Count the lines in the listing below that contain the word "green", and reply with the number alone.
╭──
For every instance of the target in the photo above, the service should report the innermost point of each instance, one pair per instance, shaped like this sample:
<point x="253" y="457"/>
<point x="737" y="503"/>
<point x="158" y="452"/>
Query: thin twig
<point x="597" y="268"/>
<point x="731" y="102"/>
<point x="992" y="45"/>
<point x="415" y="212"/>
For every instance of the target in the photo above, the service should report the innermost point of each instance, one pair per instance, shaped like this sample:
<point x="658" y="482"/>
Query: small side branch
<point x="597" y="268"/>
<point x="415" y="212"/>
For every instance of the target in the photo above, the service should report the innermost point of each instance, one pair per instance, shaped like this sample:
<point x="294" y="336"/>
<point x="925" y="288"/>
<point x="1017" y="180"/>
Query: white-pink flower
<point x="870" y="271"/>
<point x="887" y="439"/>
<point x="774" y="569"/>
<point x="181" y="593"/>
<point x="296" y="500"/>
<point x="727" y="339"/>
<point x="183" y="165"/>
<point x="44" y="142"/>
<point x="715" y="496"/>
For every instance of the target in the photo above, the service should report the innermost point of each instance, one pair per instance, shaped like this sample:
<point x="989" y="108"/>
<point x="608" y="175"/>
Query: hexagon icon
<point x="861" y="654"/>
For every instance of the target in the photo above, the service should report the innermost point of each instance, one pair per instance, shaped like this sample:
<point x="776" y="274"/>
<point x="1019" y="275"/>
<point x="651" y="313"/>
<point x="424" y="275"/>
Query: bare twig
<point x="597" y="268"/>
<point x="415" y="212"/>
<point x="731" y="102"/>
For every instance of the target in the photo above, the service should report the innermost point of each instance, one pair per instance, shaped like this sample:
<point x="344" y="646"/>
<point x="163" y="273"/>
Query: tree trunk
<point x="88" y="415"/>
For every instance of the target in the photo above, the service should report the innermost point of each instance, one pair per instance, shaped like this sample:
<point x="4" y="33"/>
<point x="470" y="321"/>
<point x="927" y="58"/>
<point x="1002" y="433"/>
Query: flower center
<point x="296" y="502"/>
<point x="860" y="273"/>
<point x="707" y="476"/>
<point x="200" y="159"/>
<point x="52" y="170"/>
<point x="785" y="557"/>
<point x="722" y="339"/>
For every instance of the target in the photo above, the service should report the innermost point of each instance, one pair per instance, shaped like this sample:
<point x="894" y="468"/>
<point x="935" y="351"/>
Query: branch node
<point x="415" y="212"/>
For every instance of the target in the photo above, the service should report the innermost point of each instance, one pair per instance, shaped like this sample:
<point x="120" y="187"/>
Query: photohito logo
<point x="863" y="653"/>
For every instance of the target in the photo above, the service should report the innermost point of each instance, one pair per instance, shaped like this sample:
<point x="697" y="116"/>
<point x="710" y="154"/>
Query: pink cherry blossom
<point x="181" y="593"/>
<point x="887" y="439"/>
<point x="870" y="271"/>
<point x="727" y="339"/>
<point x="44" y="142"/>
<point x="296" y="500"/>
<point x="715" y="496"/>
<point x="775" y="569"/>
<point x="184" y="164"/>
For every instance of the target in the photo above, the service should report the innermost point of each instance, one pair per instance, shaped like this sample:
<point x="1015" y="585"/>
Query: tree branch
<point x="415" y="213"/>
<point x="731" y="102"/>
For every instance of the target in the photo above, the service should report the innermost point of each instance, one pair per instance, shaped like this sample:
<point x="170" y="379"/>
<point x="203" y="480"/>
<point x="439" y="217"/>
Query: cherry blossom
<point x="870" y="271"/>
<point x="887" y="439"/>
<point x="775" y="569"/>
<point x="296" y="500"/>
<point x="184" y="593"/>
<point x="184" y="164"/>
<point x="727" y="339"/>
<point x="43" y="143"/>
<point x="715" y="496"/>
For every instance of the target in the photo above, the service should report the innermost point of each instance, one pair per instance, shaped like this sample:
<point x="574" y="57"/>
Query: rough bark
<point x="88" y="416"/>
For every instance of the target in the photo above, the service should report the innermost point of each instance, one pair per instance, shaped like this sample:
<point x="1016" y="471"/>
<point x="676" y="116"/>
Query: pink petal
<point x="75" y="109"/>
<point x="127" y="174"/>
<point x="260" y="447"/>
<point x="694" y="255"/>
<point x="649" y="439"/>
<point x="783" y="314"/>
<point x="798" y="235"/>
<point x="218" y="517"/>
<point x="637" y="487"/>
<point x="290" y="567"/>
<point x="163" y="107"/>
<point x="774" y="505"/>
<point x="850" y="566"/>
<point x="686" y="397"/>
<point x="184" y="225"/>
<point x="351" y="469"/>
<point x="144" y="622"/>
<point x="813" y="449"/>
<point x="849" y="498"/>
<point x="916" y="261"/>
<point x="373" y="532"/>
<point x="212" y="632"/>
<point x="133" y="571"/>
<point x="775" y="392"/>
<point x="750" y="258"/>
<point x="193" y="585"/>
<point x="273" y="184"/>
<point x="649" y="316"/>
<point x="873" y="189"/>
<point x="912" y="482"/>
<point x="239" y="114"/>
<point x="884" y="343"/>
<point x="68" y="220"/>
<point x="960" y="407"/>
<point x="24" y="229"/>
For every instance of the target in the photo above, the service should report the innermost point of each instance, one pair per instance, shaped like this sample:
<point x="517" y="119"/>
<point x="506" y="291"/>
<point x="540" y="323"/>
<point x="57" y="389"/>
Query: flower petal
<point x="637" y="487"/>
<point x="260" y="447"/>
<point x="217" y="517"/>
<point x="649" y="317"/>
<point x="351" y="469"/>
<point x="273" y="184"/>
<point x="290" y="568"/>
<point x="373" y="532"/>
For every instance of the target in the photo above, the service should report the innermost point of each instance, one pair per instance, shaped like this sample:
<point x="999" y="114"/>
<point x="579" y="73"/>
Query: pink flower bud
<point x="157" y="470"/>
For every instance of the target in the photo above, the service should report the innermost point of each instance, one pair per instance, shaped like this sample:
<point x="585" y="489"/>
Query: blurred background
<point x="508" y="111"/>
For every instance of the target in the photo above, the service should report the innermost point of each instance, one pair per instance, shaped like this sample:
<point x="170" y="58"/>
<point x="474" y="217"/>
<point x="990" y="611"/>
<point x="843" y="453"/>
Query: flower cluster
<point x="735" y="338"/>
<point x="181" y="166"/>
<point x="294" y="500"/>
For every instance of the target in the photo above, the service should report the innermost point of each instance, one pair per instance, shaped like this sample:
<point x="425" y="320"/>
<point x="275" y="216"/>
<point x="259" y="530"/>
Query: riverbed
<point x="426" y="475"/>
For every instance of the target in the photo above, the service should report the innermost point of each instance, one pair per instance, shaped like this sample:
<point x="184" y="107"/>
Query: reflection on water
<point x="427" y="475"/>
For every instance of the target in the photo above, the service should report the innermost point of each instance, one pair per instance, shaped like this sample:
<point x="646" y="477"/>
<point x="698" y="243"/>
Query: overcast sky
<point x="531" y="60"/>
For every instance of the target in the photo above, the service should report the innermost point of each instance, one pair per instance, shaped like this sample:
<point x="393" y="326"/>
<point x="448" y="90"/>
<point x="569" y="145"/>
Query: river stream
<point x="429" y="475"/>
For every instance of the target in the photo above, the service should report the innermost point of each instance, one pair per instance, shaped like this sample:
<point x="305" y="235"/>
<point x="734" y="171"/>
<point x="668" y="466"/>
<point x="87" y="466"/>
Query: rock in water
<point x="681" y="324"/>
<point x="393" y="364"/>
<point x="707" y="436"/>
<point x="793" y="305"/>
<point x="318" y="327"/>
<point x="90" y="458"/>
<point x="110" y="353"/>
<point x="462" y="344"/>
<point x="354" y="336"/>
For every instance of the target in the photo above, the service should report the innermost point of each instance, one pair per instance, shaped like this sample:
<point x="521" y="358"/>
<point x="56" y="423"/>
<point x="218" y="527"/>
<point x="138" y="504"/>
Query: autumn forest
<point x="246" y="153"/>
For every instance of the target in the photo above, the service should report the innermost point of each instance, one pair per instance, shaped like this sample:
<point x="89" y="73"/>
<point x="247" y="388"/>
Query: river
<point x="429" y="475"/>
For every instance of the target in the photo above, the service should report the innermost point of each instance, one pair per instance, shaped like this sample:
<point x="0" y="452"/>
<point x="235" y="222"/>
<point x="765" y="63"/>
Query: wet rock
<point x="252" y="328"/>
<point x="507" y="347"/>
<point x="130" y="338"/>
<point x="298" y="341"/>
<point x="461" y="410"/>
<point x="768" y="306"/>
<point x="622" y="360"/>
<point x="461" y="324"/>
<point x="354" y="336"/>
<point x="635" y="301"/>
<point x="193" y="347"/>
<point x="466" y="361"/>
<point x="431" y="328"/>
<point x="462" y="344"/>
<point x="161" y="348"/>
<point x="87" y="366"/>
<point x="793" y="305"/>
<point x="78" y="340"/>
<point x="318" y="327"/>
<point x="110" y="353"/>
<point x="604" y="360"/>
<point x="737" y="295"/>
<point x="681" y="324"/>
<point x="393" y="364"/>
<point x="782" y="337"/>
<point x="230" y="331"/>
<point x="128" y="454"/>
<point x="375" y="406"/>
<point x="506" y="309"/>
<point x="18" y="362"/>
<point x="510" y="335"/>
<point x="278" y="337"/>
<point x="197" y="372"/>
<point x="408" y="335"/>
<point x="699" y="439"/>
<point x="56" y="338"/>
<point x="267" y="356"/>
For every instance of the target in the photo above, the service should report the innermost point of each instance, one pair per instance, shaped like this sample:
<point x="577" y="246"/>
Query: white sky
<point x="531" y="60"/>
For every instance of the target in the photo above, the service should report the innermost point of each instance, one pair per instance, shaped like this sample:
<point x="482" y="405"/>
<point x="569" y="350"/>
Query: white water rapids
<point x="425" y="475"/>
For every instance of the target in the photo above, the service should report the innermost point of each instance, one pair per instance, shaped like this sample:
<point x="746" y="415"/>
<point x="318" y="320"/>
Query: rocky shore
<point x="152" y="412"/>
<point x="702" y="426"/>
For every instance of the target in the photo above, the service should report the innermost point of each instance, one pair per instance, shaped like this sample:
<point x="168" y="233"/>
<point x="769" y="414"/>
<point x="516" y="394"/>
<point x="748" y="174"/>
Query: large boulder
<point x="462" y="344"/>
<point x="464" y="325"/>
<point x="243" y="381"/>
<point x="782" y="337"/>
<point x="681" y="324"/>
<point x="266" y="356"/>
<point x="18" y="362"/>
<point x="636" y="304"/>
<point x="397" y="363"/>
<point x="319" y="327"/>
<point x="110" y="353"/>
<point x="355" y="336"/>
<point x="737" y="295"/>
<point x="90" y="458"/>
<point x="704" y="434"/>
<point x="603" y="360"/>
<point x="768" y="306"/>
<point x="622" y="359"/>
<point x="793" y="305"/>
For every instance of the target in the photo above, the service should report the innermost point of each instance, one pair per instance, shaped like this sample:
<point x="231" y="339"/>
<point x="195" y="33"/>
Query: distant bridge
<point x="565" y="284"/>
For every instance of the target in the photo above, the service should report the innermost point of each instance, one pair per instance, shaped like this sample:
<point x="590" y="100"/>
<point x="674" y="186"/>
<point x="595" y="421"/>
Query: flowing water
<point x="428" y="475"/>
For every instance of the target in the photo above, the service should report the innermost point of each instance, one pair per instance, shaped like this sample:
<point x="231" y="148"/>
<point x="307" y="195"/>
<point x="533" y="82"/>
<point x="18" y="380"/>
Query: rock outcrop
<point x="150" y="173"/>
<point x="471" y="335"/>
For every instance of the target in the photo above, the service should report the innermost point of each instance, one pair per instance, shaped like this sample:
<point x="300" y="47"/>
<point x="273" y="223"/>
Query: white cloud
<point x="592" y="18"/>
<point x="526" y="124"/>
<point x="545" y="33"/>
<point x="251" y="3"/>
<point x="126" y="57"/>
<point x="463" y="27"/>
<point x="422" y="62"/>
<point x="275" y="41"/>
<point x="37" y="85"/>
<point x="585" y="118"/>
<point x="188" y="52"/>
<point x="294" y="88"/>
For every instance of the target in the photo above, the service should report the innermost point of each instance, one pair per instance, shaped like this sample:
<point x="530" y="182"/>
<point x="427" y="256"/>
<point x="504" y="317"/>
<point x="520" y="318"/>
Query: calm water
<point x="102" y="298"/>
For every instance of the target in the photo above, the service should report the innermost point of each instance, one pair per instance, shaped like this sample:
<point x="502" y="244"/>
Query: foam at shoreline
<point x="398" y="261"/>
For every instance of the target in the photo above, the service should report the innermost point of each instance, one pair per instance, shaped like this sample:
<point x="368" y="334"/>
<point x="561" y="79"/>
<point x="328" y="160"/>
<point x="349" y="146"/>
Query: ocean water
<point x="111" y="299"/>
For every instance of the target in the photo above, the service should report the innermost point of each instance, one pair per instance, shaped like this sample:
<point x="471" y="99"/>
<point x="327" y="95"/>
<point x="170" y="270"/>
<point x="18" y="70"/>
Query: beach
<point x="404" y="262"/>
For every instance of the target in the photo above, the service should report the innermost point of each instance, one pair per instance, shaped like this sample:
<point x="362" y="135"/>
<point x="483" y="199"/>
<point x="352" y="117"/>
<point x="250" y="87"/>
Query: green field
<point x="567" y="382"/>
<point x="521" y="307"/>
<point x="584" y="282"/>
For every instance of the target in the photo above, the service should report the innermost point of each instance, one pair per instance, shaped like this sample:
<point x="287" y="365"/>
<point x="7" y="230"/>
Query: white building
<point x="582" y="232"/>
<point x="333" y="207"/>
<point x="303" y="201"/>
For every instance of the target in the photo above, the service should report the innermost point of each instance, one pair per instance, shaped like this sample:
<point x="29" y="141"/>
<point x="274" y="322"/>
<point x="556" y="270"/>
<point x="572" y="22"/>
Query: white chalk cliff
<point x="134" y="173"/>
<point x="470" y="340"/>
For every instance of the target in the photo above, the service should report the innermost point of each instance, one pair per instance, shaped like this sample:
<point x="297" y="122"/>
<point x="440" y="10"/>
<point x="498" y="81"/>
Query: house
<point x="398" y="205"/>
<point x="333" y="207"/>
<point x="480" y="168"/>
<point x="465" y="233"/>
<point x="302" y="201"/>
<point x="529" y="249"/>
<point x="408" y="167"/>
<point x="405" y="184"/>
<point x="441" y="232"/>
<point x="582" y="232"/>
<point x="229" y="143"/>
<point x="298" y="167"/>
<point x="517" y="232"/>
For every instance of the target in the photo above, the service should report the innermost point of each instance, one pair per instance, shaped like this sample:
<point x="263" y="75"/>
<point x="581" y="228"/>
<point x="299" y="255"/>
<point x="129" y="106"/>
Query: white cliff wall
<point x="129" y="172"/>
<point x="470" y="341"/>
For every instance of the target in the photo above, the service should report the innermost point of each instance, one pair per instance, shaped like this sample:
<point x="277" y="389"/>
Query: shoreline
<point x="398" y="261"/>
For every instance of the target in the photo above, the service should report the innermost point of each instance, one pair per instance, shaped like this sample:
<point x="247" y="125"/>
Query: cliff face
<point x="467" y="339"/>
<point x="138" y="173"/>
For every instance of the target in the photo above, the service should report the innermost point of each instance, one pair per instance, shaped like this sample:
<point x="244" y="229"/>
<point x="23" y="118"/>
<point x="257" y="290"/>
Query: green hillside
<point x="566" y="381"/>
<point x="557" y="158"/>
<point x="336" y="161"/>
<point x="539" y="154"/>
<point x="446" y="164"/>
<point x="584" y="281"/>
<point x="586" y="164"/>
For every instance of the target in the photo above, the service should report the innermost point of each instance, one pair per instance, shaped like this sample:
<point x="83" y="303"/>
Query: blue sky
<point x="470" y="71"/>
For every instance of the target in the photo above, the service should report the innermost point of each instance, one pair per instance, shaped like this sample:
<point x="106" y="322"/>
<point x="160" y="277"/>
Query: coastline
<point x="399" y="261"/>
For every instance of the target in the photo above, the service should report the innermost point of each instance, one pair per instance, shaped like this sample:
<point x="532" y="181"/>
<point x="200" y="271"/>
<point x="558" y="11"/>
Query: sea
╰──
**Reply**
2